EXERCISE INSTRUCTIONS
a: According to the text on neurosymbolic auditing of chest X-ray reports, what does the Soundness metric measure?
b: From the text on neurosymbolic auditing of chest X-ray reports, extract the passage starting with "Experimental Protocol" and going on through "or clinical reasoning.".

Reliability follows an assume-guarantee paradigm: guarantees are conditional on accurate autoformalization and correctness of the structured ontology.

Experimental Protocol

Model and Dataset Selection

Seven VLMs spanning general-purpose and medical-adapted architectures (e.g., MedGemma, Lingshu, Llava, Qwen3-VL) are evaluated across five chest X-ray benchmarks including MIMIC-CXR, CheXpert, NIH-CXR14, and Indiana-IU. Reports are generated with distinct findings and impression sections, processed into structured evidence for verification.

Limitations of Lexical Evaluation

Lexical overlap metrics (BLEU, ROUGE-L) demonstrate consistently low scores across models, heavily penalizing legitimate clinical paraphrasing and failing to capture deductive reasoning. This underscores their inadequacy for auditing internal consistency or clinical reasoning.

Reference-Free Neurosymbolic Auditing

The neurosymbolic verifier enables rigorous, reference-free audit of internal consistency. Two formal metrics are introduced:

• Soundness ($S$): Proportion of impression claims that are logically entailed by findings.
• Completeness ($C$): Proportion of logically entailed diagnoses that are verbalized in the impression.

[Saved entries]

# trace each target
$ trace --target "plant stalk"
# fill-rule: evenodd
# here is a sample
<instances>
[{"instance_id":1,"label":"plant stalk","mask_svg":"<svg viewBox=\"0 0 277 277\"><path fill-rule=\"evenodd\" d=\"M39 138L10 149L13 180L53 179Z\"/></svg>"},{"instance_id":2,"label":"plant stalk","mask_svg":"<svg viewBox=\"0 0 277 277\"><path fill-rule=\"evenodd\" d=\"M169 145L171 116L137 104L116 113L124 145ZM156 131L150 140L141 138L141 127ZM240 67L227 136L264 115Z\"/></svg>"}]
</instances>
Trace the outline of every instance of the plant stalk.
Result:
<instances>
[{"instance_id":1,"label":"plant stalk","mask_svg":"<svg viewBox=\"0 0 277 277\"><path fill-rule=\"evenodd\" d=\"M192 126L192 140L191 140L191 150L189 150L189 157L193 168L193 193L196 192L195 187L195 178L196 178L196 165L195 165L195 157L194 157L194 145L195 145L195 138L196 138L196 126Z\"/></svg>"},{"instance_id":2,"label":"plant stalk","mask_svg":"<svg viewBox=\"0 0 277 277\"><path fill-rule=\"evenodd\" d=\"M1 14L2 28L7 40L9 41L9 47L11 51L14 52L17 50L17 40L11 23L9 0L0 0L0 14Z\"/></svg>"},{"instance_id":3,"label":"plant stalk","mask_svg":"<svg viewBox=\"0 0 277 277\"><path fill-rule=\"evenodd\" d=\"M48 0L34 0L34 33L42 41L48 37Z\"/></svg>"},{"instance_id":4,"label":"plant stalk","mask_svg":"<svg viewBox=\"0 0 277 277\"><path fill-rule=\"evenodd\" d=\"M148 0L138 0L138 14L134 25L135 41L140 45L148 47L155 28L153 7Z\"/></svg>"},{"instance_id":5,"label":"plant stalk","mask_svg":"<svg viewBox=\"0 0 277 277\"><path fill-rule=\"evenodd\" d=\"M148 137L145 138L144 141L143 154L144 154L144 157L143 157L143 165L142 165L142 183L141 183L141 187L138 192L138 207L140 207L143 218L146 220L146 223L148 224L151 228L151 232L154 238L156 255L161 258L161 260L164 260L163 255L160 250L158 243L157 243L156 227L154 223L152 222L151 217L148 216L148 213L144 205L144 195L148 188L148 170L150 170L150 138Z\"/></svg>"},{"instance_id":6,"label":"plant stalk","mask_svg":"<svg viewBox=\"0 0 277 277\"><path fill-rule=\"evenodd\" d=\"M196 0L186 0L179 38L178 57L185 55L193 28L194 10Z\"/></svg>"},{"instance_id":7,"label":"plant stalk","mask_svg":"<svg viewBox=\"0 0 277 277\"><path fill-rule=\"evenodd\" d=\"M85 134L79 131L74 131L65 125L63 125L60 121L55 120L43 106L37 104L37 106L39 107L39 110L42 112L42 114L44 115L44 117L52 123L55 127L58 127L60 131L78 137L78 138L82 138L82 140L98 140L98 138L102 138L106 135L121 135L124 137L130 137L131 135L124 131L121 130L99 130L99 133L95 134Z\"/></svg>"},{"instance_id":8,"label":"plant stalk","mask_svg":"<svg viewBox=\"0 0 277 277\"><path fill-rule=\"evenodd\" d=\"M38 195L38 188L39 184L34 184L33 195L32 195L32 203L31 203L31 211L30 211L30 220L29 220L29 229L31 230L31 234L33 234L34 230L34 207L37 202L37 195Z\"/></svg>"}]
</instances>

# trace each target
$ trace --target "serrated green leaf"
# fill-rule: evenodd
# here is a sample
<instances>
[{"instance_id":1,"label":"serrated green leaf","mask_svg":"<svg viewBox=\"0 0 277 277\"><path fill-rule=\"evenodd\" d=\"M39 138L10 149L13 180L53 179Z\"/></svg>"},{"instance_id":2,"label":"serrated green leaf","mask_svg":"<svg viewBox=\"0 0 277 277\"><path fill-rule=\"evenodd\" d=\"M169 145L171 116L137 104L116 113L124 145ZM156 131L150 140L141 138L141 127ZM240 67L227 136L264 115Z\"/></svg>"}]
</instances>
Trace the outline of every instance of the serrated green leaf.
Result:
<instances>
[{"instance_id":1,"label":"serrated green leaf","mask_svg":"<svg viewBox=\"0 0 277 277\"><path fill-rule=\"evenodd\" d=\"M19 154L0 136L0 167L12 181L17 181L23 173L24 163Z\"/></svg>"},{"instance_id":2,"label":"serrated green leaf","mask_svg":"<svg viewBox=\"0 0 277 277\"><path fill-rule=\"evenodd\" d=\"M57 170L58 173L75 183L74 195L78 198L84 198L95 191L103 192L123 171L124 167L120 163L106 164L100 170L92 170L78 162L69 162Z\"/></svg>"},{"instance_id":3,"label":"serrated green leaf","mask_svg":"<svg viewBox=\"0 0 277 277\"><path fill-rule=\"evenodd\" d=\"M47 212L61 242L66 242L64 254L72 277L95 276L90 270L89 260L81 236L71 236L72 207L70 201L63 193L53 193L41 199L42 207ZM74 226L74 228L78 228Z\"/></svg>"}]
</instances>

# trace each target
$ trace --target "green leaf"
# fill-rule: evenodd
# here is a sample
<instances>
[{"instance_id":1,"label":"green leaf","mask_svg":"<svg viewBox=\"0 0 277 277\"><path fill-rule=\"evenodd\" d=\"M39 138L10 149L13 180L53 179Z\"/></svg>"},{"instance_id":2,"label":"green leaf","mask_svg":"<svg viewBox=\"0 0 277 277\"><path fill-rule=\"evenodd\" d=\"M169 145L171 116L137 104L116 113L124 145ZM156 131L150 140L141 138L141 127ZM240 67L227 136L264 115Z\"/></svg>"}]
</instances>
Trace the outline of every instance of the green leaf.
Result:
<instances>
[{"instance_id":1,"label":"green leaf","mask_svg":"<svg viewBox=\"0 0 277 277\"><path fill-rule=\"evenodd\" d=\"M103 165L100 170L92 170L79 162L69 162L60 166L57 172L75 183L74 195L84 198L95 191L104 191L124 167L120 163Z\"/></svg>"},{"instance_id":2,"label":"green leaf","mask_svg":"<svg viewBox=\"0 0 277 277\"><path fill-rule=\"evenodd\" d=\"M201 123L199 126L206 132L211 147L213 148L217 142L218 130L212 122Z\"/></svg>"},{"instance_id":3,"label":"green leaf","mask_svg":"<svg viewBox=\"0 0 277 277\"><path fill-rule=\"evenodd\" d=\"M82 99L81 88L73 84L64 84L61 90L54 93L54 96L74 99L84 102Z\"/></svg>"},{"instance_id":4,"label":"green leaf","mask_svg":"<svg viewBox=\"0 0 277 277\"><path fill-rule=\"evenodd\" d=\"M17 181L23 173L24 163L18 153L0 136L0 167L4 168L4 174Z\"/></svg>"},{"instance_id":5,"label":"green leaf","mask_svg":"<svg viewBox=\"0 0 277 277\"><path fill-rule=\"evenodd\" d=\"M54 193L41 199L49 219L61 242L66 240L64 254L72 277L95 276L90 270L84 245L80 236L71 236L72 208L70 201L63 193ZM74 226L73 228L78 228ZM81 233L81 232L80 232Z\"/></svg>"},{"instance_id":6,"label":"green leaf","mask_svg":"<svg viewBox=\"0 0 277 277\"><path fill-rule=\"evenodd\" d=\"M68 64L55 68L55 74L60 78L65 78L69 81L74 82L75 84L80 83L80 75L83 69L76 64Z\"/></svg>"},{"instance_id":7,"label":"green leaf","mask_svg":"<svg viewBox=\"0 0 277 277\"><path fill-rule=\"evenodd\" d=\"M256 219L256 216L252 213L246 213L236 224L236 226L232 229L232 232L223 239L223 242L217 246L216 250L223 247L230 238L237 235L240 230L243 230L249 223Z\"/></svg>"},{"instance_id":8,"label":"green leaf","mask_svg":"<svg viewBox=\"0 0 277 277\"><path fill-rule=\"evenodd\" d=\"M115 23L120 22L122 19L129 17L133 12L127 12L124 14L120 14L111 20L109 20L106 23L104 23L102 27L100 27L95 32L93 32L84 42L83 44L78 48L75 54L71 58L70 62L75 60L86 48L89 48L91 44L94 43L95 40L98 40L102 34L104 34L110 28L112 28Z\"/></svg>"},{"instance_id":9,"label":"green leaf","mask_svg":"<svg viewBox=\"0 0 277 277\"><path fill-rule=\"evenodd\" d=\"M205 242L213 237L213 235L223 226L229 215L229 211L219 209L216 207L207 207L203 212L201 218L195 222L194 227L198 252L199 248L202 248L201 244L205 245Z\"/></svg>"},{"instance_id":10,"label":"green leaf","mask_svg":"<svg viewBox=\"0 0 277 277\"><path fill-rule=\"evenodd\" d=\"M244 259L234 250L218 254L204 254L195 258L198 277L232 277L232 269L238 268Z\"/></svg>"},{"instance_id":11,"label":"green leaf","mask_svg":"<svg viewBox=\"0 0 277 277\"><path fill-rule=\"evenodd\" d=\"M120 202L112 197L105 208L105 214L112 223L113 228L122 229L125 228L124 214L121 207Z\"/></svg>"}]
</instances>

SOLUTIONS TO THE TASKS
a: The proportion of impression claims that are logically entailed by findings.

b:
Experimental Protocol

Model and Dataset Selection

Seven VLMs spanning general-purpose and medical-adapted architectures (e.g., MedGemma, Lingshu, Llava, Qwen3-VL) are evaluated across five chest X-ray benchmarks including MIMIC-CXR, CheXpert, NIH-CXR14, and Indiana-IU. Reports are generated with distinct findings and impression sections, processed into structured evidence for verification.

Limitations of Lexical Evaluation

Lexical overlap metrics (BLEU, ROUGE-L) demonstrate consistently low scores across models, heavily penalizing legitimate clinical paraphrasing and failing to capture deductive reasoning. This underscores their inadequacy for auditing internal consistency or clinical reasoning.